(AIM): Starting at the line that contains "The service SHOULD place a point on the submerged" and continuing through the last line of the records, put each line into a JSON list as its own string, leaving out any blank lines.

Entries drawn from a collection
= = = =
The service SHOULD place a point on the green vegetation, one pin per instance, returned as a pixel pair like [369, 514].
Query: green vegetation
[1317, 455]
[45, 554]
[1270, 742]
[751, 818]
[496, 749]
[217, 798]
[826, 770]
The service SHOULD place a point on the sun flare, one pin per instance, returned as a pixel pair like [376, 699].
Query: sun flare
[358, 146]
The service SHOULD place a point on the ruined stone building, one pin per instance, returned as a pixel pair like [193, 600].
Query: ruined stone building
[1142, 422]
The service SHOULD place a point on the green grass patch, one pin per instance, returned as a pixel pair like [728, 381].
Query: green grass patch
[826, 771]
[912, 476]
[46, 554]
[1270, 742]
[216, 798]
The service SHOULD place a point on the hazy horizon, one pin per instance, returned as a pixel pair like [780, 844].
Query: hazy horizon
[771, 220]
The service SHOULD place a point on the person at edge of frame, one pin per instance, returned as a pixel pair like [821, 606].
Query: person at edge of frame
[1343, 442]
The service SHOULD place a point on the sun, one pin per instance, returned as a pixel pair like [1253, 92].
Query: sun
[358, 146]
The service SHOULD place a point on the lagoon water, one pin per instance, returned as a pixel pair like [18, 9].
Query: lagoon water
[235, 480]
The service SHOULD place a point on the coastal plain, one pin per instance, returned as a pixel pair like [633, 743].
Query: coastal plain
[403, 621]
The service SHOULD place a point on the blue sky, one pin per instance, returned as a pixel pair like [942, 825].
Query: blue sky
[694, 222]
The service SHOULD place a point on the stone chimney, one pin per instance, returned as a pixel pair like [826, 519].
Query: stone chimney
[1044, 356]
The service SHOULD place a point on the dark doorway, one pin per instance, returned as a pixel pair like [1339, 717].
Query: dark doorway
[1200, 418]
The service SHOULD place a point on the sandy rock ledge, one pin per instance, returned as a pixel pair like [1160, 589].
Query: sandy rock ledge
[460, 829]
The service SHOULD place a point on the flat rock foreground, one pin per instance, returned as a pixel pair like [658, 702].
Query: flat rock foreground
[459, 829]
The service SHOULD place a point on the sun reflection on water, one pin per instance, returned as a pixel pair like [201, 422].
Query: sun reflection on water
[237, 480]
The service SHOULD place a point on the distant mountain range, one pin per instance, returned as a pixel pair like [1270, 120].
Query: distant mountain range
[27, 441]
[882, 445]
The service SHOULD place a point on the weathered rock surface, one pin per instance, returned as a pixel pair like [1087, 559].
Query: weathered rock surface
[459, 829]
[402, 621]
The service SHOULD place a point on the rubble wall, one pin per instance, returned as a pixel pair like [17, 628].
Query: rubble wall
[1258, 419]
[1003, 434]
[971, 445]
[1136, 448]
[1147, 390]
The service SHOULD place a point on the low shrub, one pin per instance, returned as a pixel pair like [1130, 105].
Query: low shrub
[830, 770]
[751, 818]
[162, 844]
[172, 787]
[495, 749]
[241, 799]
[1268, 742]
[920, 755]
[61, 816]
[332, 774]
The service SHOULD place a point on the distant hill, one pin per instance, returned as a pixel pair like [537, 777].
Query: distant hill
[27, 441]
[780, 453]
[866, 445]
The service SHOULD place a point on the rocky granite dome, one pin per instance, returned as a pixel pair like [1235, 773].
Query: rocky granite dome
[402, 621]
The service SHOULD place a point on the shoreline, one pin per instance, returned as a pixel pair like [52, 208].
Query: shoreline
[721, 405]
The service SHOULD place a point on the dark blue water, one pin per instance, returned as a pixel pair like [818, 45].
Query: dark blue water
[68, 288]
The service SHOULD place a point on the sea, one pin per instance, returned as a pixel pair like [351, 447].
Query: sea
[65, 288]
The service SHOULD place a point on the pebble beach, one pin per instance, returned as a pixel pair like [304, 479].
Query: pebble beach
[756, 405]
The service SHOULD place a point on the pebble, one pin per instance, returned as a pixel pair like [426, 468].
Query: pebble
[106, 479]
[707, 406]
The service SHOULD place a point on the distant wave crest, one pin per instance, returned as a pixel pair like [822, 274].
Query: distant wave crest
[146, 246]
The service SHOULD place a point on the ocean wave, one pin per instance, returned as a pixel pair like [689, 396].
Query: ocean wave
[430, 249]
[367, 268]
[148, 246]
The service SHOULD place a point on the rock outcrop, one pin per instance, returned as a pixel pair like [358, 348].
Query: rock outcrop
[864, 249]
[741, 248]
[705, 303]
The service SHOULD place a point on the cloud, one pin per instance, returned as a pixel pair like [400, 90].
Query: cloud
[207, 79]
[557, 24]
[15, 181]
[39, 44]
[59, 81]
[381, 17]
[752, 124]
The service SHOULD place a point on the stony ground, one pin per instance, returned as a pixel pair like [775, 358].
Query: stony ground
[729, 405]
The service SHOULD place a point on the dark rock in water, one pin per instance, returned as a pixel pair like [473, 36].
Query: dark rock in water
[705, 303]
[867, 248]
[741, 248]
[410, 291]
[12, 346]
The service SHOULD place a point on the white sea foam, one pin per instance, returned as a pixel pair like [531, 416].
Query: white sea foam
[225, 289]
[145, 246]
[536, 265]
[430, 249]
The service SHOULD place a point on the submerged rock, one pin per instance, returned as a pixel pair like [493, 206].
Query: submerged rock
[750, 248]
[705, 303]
= = = =
(WORKED ANSWER):
[
  "The service SHOULD place a point on the submerged rock, one pin per instance, returned as a pixel pair like [493, 206].",
  "Query: submerged rock",
  "[750, 248]",
  "[705, 303]"
]